### Material for this exercise:
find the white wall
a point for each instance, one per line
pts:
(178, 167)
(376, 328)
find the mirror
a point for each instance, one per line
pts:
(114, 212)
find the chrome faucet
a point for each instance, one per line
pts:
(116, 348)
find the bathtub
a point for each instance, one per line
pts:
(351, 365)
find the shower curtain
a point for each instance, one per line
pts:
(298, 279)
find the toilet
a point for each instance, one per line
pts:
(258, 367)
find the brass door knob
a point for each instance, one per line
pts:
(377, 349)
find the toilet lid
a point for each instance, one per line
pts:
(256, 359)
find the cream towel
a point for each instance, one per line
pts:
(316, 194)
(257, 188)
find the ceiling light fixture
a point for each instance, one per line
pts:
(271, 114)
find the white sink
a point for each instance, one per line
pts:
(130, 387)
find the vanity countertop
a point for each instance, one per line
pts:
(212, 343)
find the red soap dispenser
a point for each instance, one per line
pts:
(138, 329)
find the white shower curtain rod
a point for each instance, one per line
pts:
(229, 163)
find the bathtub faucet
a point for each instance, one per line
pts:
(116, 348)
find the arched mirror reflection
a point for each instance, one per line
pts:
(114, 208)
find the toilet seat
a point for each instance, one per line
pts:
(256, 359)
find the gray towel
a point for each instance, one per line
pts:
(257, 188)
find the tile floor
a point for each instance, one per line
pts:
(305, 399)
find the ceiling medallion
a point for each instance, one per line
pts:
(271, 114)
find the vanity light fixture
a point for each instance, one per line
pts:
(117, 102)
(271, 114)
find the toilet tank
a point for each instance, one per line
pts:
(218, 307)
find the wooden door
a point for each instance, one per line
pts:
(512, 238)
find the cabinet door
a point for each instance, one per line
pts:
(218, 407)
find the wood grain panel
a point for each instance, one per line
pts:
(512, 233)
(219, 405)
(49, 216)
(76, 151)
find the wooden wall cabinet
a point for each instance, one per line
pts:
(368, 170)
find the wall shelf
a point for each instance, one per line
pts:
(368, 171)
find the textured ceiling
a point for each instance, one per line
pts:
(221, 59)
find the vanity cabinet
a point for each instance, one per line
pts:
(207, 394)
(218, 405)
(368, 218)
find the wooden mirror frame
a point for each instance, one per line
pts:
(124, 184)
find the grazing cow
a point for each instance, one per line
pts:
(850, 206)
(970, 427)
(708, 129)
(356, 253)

### Task objective:
Start to finish, copy the records above with no differences.

### Answer area:
find the white wall
a point for each instance, one per line
pts:
(178, 167)
(376, 328)
find the mirror
a point for each instance, one per line
pts:
(114, 212)
find the chrome faucet
a point for each instance, one per line
pts:
(116, 348)
find the bathtub
a point for each instance, one per line
pts:
(351, 365)
find the shower curtain
a point for each instance, one per line
pts:
(298, 279)
find the toilet
a point for each instance, one per line
pts:
(258, 367)
find the brass door knob
a point for each instance, one per line
pts:
(377, 349)
find the toilet lid
a point for each instance, one per line
pts:
(256, 359)
find the cream towel
a point for each instance, one per line
pts:
(316, 194)
(257, 188)
find the ceiling light fixture
a point for each instance, one per line
pts:
(271, 114)
find the white sink
a point for each instance, one per line
pts:
(130, 387)
find the vanity countertop
a point for each instance, one per line
pts:
(212, 343)
find the red soap dispenser
a point for each instance, one per line
pts:
(138, 329)
find the white shower curtain rod
a point for each instance, one per line
pts:
(229, 163)
find the bathtub faucet
a point for each instance, one per line
pts:
(116, 348)
find the arched mirror reflection
a point for each instance, one per line
pts:
(114, 208)
find the toilet seat
a point for each instance, one per line
pts:
(256, 359)
find the gray towel
a point for each instance, one per line
pts:
(257, 188)
find the tile floor
a point for each instance, one per line
pts:
(305, 399)
find the ceiling medallion
a point for each instance, one per line
pts:
(271, 114)
find the vanity light fixture
a point for each instance, one per line
pts:
(117, 102)
(271, 114)
find the toilet tank
a point for each instance, one per line
pts:
(218, 307)
find the wooden door
a point for each instance, one per line
pts:
(512, 238)
find the cabinet door
a point for each instance, one per line
pts:
(218, 407)
find the wood grain panel
a point for each instance, one per line
pts:
(512, 233)
(219, 405)
(49, 216)
(76, 151)
find the wooden wall cabinet
a point for each instance, one per line
pts:
(368, 170)
find the wall shelf
a point for each instance, one per line
pts:
(368, 171)
find the textured ceiling
a point for each instance, one per line
pts:
(221, 59)
find the vanity cabinet
a point for each instance, one per line
pts:
(207, 394)
(218, 405)
(368, 218)
find the wooden mirror frame
a point for each instance, one per line
pts:
(124, 184)
find the grazing cow
a point for each instance, one per line
pts:
(850, 206)
(970, 427)
(708, 129)
(356, 253)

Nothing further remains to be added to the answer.